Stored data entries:
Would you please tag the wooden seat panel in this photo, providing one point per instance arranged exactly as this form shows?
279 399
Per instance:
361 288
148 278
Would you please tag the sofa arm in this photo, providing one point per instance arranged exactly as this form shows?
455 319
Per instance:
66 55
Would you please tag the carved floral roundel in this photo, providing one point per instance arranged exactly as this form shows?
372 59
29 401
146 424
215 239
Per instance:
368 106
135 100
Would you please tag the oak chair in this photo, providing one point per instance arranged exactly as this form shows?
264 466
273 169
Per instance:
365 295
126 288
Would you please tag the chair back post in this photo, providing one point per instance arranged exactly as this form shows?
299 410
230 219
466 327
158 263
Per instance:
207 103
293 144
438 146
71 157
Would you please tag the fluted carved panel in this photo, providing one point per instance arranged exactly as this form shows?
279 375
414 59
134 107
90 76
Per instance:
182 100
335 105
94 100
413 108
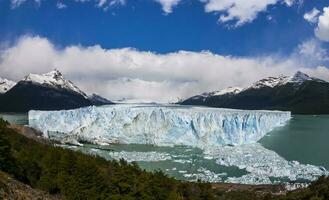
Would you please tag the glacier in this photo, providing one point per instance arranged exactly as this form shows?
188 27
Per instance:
162 125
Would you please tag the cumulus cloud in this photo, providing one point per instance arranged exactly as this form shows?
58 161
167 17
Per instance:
61 5
17 3
312 16
240 11
132 74
322 29
312 51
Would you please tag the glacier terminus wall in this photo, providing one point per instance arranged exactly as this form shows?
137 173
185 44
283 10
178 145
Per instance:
163 125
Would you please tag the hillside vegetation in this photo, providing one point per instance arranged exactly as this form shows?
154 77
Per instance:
73 175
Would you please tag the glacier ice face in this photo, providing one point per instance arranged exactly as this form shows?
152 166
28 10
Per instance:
157 125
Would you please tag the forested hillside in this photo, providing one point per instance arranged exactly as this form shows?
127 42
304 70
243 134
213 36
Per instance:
73 175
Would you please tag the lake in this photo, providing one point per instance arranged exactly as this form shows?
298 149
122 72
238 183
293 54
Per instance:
286 154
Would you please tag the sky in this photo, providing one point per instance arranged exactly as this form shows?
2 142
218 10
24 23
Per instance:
163 50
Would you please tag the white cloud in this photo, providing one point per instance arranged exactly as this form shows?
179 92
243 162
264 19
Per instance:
106 4
312 16
322 29
61 5
312 52
167 5
17 3
241 11
133 74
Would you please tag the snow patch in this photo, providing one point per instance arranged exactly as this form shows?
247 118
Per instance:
6 85
54 79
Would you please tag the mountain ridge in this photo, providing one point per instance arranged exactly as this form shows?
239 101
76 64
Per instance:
49 91
300 94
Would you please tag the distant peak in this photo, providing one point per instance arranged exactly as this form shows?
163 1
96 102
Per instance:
301 75
55 79
6 85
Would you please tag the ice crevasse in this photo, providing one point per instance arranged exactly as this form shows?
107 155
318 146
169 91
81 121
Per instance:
161 125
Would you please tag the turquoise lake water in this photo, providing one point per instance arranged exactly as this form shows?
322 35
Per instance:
304 139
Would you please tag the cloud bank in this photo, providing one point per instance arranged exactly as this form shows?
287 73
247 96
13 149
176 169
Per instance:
141 75
239 12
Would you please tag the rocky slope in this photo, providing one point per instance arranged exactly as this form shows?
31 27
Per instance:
50 91
300 94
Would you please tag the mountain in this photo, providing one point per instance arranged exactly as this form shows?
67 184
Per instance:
50 91
300 94
6 85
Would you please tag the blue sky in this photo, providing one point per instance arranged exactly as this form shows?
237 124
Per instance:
143 24
274 34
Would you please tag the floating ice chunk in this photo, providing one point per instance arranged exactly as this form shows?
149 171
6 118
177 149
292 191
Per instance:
150 156
262 164
157 125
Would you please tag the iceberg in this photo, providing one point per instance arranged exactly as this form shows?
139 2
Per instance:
163 125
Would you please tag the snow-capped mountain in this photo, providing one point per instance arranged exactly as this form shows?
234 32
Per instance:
6 85
299 93
54 79
297 79
49 91
98 100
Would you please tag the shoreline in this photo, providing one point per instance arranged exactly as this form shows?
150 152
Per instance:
275 189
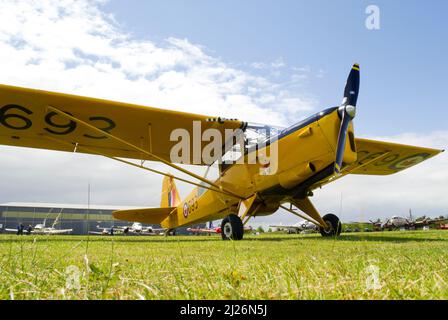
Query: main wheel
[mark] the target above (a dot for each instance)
(232, 228)
(334, 226)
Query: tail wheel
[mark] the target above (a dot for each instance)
(232, 228)
(334, 226)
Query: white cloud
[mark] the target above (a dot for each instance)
(74, 47)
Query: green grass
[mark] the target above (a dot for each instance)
(411, 265)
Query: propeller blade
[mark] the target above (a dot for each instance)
(352, 87)
(341, 142)
(347, 112)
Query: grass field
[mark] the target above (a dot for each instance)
(383, 265)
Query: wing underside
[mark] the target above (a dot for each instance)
(26, 121)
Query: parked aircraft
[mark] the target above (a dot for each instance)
(261, 167)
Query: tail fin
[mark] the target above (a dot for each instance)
(170, 195)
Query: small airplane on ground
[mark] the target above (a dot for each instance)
(213, 230)
(135, 229)
(303, 225)
(261, 167)
(399, 222)
(38, 229)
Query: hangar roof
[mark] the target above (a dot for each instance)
(65, 206)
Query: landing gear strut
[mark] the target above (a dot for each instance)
(334, 226)
(232, 228)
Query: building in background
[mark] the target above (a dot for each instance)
(81, 219)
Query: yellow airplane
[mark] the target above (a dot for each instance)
(261, 169)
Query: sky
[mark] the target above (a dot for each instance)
(265, 61)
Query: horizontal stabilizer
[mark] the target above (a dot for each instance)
(145, 215)
(383, 158)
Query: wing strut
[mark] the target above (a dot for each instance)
(306, 206)
(85, 124)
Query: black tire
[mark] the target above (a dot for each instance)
(335, 226)
(232, 228)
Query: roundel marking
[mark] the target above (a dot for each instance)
(409, 161)
(186, 210)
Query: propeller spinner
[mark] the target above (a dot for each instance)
(347, 111)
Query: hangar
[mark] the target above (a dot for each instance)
(80, 218)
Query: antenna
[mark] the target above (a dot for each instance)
(88, 207)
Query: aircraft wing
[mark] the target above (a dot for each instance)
(26, 121)
(57, 231)
(10, 230)
(288, 227)
(391, 157)
(145, 215)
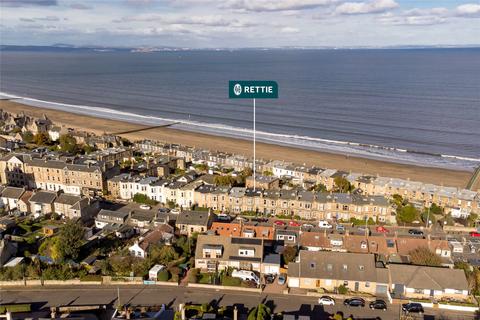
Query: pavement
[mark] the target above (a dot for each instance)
(43, 297)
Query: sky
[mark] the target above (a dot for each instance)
(240, 23)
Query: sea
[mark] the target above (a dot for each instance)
(415, 106)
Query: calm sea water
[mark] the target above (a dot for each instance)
(399, 105)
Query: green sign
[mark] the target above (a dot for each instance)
(242, 89)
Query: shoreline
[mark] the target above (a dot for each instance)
(438, 176)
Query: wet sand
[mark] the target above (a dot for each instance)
(266, 151)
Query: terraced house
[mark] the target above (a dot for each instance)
(75, 176)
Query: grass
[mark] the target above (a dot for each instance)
(231, 281)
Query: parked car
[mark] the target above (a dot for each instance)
(354, 302)
(415, 232)
(282, 279)
(412, 307)
(382, 229)
(378, 304)
(240, 218)
(324, 224)
(326, 301)
(269, 278)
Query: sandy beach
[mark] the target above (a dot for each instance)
(266, 151)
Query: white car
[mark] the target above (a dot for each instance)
(324, 224)
(326, 301)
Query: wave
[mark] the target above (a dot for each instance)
(387, 153)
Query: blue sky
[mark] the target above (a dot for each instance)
(240, 23)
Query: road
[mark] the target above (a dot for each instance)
(172, 296)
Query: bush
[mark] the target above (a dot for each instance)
(163, 275)
(342, 289)
(193, 276)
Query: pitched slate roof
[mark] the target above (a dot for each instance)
(43, 197)
(12, 192)
(420, 277)
(334, 265)
(197, 218)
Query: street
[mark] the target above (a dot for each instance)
(172, 296)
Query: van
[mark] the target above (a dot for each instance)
(246, 275)
(223, 217)
(324, 224)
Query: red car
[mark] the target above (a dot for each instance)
(382, 229)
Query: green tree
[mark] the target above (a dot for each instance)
(407, 214)
(472, 219)
(289, 254)
(41, 139)
(398, 200)
(87, 149)
(342, 185)
(68, 144)
(70, 239)
(260, 312)
(163, 254)
(423, 256)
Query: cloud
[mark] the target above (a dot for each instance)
(468, 10)
(207, 20)
(80, 6)
(289, 30)
(47, 18)
(275, 5)
(26, 3)
(430, 16)
(373, 6)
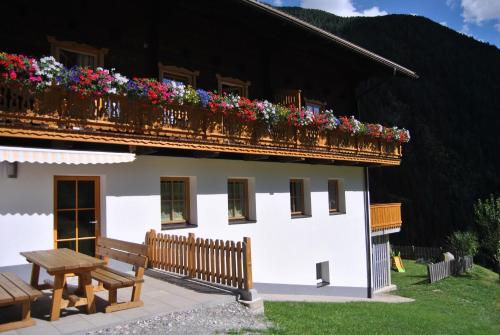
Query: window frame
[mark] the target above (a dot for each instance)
(176, 71)
(246, 199)
(233, 82)
(80, 48)
(316, 103)
(302, 212)
(187, 206)
(337, 194)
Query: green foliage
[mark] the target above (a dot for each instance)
(463, 243)
(464, 304)
(487, 219)
(191, 97)
(450, 110)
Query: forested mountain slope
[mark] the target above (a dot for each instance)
(452, 112)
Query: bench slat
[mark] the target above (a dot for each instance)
(110, 282)
(5, 297)
(123, 278)
(135, 248)
(122, 256)
(32, 292)
(16, 293)
(105, 279)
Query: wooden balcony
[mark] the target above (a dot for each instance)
(385, 216)
(58, 114)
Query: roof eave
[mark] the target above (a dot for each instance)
(354, 47)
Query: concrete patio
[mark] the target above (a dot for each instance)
(162, 293)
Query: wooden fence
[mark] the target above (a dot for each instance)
(413, 252)
(441, 270)
(217, 261)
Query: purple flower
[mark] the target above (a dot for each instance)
(74, 75)
(132, 86)
(204, 97)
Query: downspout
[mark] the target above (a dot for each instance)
(368, 236)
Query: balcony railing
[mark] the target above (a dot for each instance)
(385, 216)
(62, 115)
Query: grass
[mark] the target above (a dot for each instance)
(467, 304)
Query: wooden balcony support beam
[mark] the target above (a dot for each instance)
(256, 157)
(206, 154)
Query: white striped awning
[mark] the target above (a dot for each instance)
(53, 156)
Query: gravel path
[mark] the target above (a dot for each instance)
(218, 319)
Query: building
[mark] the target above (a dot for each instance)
(76, 165)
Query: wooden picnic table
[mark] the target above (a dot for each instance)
(59, 263)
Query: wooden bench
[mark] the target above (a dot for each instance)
(15, 291)
(111, 279)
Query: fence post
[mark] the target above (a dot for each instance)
(248, 285)
(149, 242)
(191, 256)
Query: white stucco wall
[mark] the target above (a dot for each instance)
(284, 250)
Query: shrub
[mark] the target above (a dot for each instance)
(487, 219)
(463, 243)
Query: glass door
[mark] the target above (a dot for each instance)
(76, 213)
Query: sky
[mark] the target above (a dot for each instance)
(479, 19)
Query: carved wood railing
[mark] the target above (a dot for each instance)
(60, 114)
(385, 216)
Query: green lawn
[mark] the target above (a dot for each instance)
(468, 304)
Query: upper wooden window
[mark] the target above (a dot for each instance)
(76, 54)
(232, 85)
(237, 196)
(297, 196)
(314, 106)
(333, 196)
(180, 74)
(174, 200)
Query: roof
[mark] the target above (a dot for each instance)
(342, 42)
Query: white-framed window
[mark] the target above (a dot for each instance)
(174, 200)
(336, 196)
(300, 197)
(72, 53)
(183, 75)
(241, 200)
(232, 85)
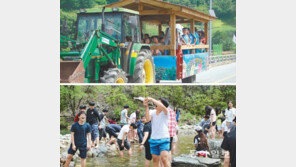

TASK DETAILS:
Copy all lines of the records that have the string "roof" in them.

TASK ANSWER:
Query: hangar roof
Query: pitched slate roof
Query: roof eave
Query: roof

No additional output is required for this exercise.